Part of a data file
::::

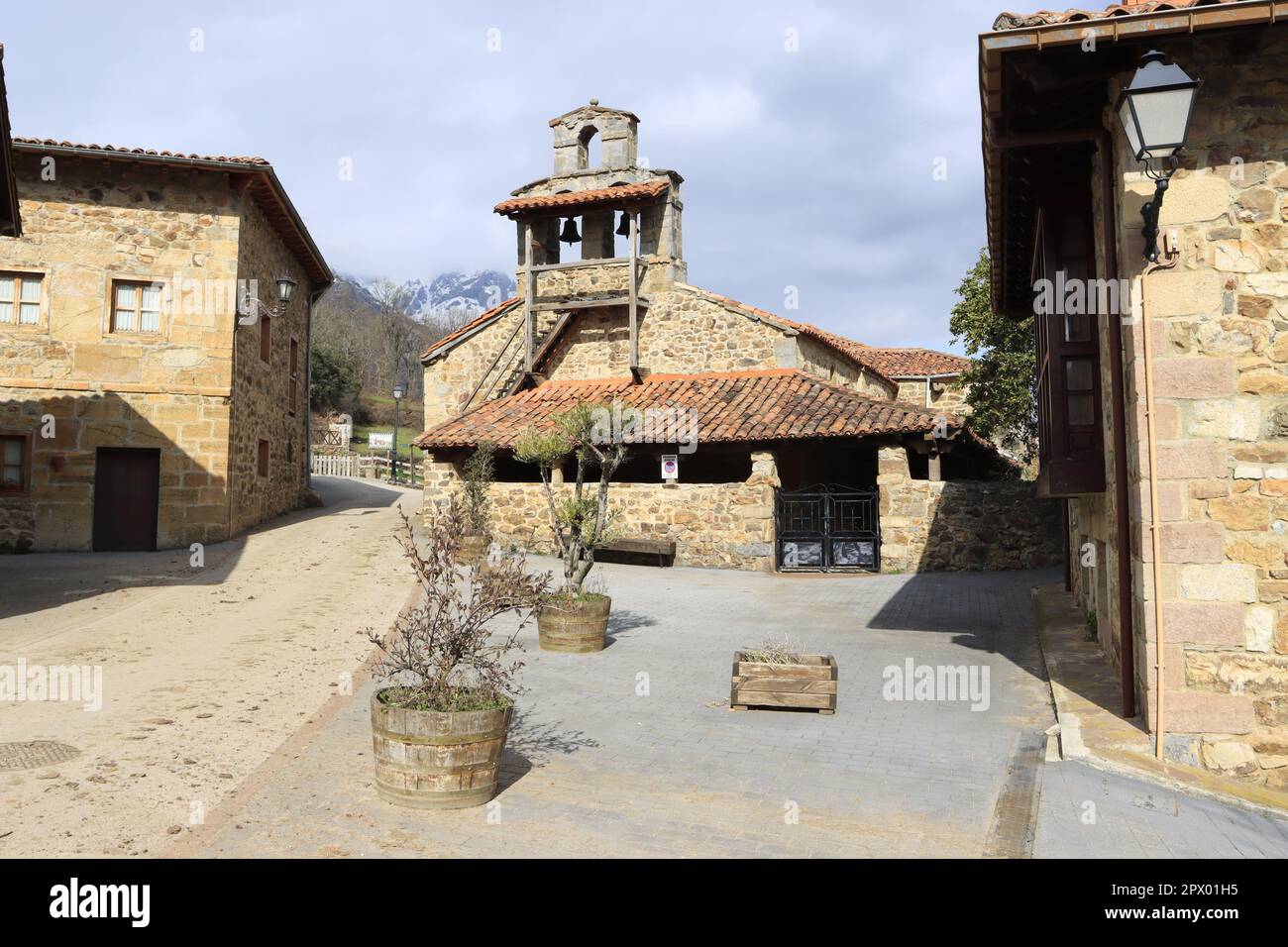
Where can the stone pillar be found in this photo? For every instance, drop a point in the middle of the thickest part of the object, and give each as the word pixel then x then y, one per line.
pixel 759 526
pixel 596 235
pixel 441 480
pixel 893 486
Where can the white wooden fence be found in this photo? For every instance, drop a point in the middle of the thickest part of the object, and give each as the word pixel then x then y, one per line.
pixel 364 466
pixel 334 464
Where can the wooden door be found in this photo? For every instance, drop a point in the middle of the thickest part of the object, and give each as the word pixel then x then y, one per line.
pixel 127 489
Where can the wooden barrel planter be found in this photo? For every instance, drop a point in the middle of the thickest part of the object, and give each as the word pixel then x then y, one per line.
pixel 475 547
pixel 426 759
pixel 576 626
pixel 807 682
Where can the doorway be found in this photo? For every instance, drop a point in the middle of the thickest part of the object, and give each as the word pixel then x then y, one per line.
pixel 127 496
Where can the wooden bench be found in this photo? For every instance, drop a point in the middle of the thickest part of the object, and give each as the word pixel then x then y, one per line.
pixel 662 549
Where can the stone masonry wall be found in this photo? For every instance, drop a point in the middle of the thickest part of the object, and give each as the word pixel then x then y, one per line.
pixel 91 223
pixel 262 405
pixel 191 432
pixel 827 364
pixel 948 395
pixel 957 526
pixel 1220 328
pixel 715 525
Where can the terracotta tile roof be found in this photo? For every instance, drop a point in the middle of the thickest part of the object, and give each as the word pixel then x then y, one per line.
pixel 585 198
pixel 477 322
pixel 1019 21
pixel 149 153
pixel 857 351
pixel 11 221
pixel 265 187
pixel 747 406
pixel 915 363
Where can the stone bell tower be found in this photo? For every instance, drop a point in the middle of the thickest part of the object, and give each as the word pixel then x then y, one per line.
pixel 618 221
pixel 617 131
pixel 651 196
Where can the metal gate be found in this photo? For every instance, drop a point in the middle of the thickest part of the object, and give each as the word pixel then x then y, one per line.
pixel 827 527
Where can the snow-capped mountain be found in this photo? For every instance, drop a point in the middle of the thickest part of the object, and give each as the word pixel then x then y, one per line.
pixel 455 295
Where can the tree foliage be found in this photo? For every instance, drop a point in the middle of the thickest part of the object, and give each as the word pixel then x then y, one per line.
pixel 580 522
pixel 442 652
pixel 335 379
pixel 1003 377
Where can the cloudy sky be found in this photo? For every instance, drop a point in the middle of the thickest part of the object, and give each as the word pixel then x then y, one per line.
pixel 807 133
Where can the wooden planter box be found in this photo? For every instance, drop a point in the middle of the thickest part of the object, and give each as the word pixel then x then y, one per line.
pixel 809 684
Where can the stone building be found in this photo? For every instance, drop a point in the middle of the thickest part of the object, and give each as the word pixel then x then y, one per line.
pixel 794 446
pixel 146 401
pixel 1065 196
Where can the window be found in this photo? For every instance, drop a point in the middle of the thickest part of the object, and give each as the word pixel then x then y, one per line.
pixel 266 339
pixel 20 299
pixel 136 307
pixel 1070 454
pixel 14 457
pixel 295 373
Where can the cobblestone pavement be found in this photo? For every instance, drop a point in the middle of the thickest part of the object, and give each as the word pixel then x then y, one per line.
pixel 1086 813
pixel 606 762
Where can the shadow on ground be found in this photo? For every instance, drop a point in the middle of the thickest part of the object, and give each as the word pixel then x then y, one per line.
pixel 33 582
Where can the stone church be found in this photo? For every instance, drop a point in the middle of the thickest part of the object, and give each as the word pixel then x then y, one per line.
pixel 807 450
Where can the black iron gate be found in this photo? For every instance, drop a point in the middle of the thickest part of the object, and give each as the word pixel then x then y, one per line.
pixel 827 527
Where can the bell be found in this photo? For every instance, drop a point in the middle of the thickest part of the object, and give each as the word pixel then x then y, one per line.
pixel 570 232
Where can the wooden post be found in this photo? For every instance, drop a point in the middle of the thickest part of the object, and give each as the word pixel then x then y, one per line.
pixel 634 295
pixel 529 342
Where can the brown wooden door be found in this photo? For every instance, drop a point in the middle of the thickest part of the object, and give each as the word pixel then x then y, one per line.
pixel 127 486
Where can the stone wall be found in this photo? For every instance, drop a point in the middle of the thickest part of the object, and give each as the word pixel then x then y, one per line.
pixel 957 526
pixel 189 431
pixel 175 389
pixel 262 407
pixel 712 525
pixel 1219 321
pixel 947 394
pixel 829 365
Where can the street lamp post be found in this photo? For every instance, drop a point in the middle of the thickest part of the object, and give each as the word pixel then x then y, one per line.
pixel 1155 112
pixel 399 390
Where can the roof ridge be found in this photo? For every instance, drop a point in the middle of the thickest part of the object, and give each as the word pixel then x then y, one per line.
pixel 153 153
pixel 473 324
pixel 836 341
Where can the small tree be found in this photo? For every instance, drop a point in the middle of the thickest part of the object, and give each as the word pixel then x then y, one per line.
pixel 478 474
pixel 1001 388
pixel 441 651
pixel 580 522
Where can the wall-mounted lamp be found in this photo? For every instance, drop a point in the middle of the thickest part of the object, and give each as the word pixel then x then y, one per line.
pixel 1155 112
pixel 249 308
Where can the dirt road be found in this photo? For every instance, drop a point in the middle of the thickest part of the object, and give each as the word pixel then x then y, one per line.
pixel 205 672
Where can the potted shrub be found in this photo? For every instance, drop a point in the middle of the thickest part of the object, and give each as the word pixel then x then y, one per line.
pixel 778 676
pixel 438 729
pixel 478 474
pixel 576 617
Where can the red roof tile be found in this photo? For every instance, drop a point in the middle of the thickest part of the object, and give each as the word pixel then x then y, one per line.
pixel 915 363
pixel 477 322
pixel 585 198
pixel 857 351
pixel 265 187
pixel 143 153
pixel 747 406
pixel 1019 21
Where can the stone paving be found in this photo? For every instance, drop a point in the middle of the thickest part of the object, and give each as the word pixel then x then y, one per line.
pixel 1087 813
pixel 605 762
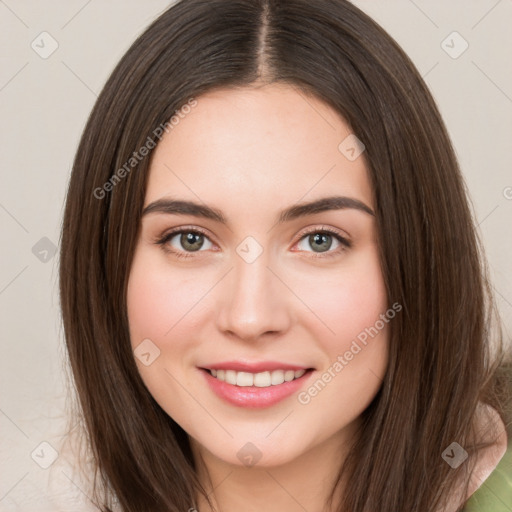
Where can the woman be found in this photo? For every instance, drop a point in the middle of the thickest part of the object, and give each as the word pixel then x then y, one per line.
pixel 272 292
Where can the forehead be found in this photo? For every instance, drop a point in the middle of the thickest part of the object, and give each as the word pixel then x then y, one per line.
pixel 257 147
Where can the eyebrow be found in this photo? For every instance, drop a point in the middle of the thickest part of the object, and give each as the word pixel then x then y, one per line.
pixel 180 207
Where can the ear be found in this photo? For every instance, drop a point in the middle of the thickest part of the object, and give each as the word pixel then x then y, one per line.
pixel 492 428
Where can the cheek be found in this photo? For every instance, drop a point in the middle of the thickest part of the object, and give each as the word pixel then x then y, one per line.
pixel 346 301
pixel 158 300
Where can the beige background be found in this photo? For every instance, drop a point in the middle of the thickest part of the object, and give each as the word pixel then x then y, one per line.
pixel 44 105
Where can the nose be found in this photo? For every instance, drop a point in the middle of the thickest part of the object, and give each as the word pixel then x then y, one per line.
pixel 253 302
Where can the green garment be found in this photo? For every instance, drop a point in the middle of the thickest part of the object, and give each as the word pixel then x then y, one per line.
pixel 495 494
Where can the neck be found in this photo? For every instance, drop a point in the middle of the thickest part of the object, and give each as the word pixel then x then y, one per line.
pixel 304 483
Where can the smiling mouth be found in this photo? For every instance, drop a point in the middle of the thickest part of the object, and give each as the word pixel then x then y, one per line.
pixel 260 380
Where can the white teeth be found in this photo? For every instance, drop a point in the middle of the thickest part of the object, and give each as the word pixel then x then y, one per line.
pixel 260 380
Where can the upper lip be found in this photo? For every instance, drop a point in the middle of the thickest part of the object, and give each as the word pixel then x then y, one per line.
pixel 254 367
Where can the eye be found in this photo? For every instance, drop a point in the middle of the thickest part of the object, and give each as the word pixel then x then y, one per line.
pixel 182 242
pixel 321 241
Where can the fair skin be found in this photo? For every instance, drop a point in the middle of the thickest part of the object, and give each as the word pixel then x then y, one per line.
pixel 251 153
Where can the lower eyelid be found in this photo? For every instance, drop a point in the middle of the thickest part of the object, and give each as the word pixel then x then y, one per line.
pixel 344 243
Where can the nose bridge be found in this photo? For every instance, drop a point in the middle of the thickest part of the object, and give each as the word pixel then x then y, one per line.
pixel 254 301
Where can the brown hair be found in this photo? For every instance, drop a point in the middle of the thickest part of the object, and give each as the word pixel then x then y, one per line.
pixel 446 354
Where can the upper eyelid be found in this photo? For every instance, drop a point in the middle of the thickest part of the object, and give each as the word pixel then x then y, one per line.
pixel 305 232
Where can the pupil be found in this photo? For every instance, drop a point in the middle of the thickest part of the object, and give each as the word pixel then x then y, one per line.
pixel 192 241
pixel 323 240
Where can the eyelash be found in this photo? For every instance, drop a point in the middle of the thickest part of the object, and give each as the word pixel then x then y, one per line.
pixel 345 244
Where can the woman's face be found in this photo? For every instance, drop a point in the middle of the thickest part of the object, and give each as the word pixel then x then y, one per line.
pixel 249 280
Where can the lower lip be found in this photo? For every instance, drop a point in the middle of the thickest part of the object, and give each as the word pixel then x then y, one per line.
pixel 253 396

::::

- _Problem to solve_: Repeat exactly the lines from the line containing "Where can the upper lip" through the end of the listing above; both boundary lines are part of the output.

- _Written solution_:
Where can the upper lip be found in this photo? For every instance, drop a point in the middle of the thickest part of the object, and give each as the word pixel then x then y, one per line.
pixel 254 367
Where can the eye be found in this photo? For every instance, drop a point in the middle of the thickest part of the object, and give each as the word pixel then x then y, one per line.
pixel 182 242
pixel 321 241
Where can the fair skin be found in this photo? For every instance, drop a point in the middle of the thickest part of the object, and give each as the word pixel then x then y, one per line.
pixel 251 153
Where can the lower eyelid be found in this photo? For every instance, drop a point in the middle of the thickest part of the object, and give each as the word pixel then x then y, one per line.
pixel 344 243
Where can the nose bridge be found in this photo? For every instance, drop a point in the middle of the thickest part of the object, and give each as the word pixel then x then y, one per line.
pixel 254 301
Where can the brown hair be found in this photo? For every instance, drop a point in the middle of the thickest part of the object, and give each as the word pixel then x then y, one per line.
pixel 446 354
Where can the upper eyelid be found in this photo? For every instance, drop a point in the middle of the thickest part of the object, and give each as the word pixel then x then y, one per line.
pixel 305 232
Where can the pupil be found in this photo? For every instance, drop a point in the middle of the thickest part of the object, and give each as the word pixel then x then y, one per line.
pixel 192 241
pixel 323 240
Where can the eyelash be found in this photo? For every instance, drop a point in the middle of the thickest part of the object, and give each as the word pixel then x then y, one per line.
pixel 345 244
Where can the woman's face be found in this photo? For every instance, drop a point in the middle of the thickest part of the object, and give each as the word pixel then x then y, one per line.
pixel 249 280
Where can the lower lip be found in this photo? For every instance, drop a point in the middle of the thickest part of the object, and give each as the word pixel then x then y, one per line.
pixel 253 396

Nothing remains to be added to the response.